YOUR INSTRUCTIONS
Transcribe the data exactly. Pictures stay out.

+++ EXERCISE MATERIAL +++

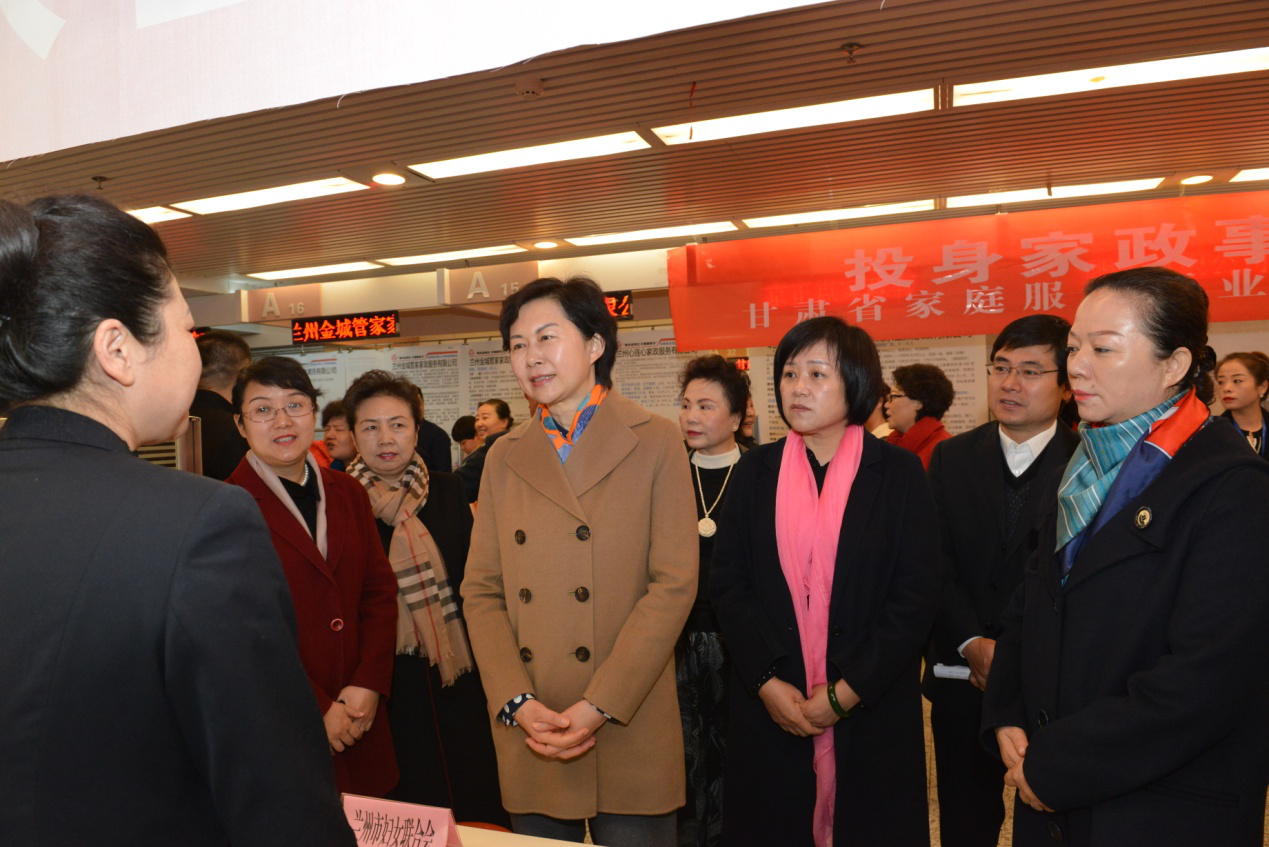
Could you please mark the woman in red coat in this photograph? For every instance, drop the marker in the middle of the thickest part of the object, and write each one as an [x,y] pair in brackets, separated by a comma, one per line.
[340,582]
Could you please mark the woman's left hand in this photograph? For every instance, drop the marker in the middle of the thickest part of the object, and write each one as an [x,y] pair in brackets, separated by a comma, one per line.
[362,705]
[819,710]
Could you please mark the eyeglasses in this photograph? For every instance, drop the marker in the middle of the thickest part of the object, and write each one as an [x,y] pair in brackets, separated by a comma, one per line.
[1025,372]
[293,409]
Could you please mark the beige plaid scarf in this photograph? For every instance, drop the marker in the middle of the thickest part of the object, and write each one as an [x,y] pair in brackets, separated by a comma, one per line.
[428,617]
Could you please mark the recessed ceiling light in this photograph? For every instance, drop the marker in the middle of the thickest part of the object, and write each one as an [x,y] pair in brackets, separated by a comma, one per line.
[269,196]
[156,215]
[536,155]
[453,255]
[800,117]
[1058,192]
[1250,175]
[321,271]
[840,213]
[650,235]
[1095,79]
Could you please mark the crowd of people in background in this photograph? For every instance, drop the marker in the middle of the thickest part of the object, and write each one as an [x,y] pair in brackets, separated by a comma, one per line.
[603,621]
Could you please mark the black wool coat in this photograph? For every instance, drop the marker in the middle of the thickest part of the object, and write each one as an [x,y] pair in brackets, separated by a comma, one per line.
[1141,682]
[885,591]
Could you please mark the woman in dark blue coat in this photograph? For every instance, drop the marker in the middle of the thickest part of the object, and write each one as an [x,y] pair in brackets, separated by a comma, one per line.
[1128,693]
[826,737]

+++

YOUR SOLUTION
Could you please mark the woman in red coat in this photograph? For every instance, drop the marker in the middle of the thickest part of the object, and write each one as an [x,y] pair in brackets, separated by a comma, one per line.
[340,582]
Could you please mark the woman's left hand in this photograph? For every instance, drop the marker in the middle of the thickest part of the object, and write each one as an [x,y] pair in brackets, separated by a comma, one per line.
[362,705]
[819,710]
Could you please mark the eyeglasses in this photograph? For every instance, drop the marker in the middle of the thickest part of the object, and write each one as an [x,y] pair in brackets, separated by a comma, one per line.
[1025,372]
[293,409]
Could you please mark the beige plaid scarf in this photograph? For every instance, drop the marker in the middle of the thickest part of the object, and write each one as an [x,y] pair in brackets, separated by a comma, one per line.
[428,617]
Could you please mark the recessed ceiling light in this photograph? For every instance, drop the marker in the middle of the thickest part of the object, and write each one as an [x,y] pair in brackets, separated by a comma, one per line.
[269,196]
[156,215]
[536,155]
[453,255]
[800,117]
[1058,192]
[1250,175]
[321,271]
[840,213]
[650,235]
[1095,79]
Could you please mark the crowd of people in background in this photograph? For every instance, drop the marker in the middle of the thickest part of the object, and write each one as an [x,y] pair in brackets, separated by a comma, one per line.
[603,621]
Could you please mark the black wool coat in this photograph? For every instance, drop the marker in the middle of the thickest part of the object, and write each one as an [x,y] pair in brackets, separated by a comma, one per line.
[1141,682]
[885,591]
Could you please mark the woman in dark blue coat in this photograph? For every instance, drop the marker in the middle of the thickest part of the object, and write each one as an [x,y] pair in brackets, separated by a comma, one per line.
[1128,693]
[826,737]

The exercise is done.